** Detalles del problema **
Determina si cada afirmación concuerda con el texto proporcionado y responde sí o no, citando textualmente las palabras que lo deciden: 1. La abuela vivió mucho tiempo en Estados Unidos. 2. La abuela quería que la cremaran. 3. El semáforo que los detuvo estaba en Cuauhtémoc y Juárez.

** Texto proporcionado **
┌────────

Nos rebasa un lujoso automóvil y ambos nos distraemos. Él con el coche. Yo con mis pensamientos.

—Mira, qué bonito carro. Qué raro color ¿Me das chance de alcanzarlo? Quiero verlo bien a ver qué color es.

Ni bien asentí, aceleró, pero nos detuvo un semáforo en Cuauhtémoc y Juárez. Por suerte el automóvil de marras se detuvo una cuadra adelante, en una gasolinera. Cuando el semáforo cambió a verde avanzamos y pudimos ver que la pintura era tornasol, tenía matices grises y violetas dependiendo de cómo le daba la luz. inútilmente me dijo el modelo porque yo lo olvidaría de inmediato.

—¿Oye, y sabes cómo se contagió tu abuela? —dije para evitar entrar a una tediosa charla sobre coches de las que tanto les gustan a los vatos. Mi curiosidad reporteril me instaba a indagar. Había hablado ya con algunos de los 25 mil contagiados de covid consignados en registros oficiales de la zona metropolitana de La Laguna, pero hasta el momento con nadie que viviera de cerca la muerte de una de las dos mil personas que nos ha quitado el covid en la región. Dos mil personas. Cuántos hijos, cuántos nietos, cuántos hermanos, cuántos padres se han quedado sin ellas, cuántas historias interrumpidas. Aquí. En todas partes.

—No. Ella no salía más que al mandado. Pero no creas, luego cuando se enfermó sí me sentía culpable porque yo era el que la movía. Pensaba qué tal que se contagió aquí en el carro, a lo mejor aquí andaba el virus. Pero pues quién sabe, es que en realidad estamos todos expuestos. Creo que ella… es que fue bien raro. Mi abuela vivió mucho tiempo en Estados Unidos y hace menos de un año se regresó para acá. Y yo me acuerdo mucho de que cuando recién llegó me dijo: “yo nomás vine a morirme a mi país”. Y, ya ves que te digo que yo la movía para todas partes, siempre me decía que cuando se muriera quería que la enterraran junto a su papá. Mi abuela no quería que la cremaran. “A mí no me quemen, ni que fuera bruja”, decía. Hasta me llevó a la tumba de su papá. Un día fuimos al panteón municipal y ahí la anduvimos buscando entre todas las lápidas abandonadas hasta que la encontramos. Nadie sabía dónde estaba, más que yo. Cuando se murió dijeron que la iban a cremar, nos iban a entregar ya las puras cenizas, por lo del covid. Yo hablé con mis tíos y les dije que a mi abuela no la podían cremar, que ella quería estar con su papá. Que no se podía, que ni modo, dijeron. Entonces le hablé a mi hermano. Él se crio con mis tíos, es como si fuera su hermano y a él si lo escuchan. “A mi abuela no la pueden quemar, diles, a ti sí te hacen caso”. Y sí los convenció.

—Pero ¿cómo le hicieron para que les entregaran el cuerpo?

└────────

** Información registrada **
┌────────

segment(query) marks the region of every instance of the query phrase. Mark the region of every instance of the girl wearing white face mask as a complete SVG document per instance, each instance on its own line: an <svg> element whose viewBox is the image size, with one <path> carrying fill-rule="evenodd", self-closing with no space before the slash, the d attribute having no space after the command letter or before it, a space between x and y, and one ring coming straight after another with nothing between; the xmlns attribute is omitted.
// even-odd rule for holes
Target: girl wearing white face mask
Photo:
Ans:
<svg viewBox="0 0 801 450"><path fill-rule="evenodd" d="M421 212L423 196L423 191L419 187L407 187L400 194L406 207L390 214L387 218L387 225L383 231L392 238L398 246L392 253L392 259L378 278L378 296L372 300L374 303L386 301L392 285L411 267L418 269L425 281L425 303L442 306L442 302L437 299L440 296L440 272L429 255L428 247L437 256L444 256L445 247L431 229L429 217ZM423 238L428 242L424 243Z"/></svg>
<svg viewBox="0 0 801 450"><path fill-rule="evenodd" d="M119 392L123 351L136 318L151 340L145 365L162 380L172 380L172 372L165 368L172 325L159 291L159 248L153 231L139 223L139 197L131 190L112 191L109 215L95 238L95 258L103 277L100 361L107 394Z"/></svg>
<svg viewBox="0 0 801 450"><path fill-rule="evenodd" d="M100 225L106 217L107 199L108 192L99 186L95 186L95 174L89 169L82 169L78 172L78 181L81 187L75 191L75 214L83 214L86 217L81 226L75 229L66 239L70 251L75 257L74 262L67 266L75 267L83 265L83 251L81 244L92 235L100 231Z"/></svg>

└────────

** Respuesta **
1. Sí: «Mi abuela vivió mucho tiempo en Estados Unidos».
2. No: «Mi abuela no quería que la cremaran».
3. Sí: «nos detuvo un semáforo en Cuauhtémoc y Juárez».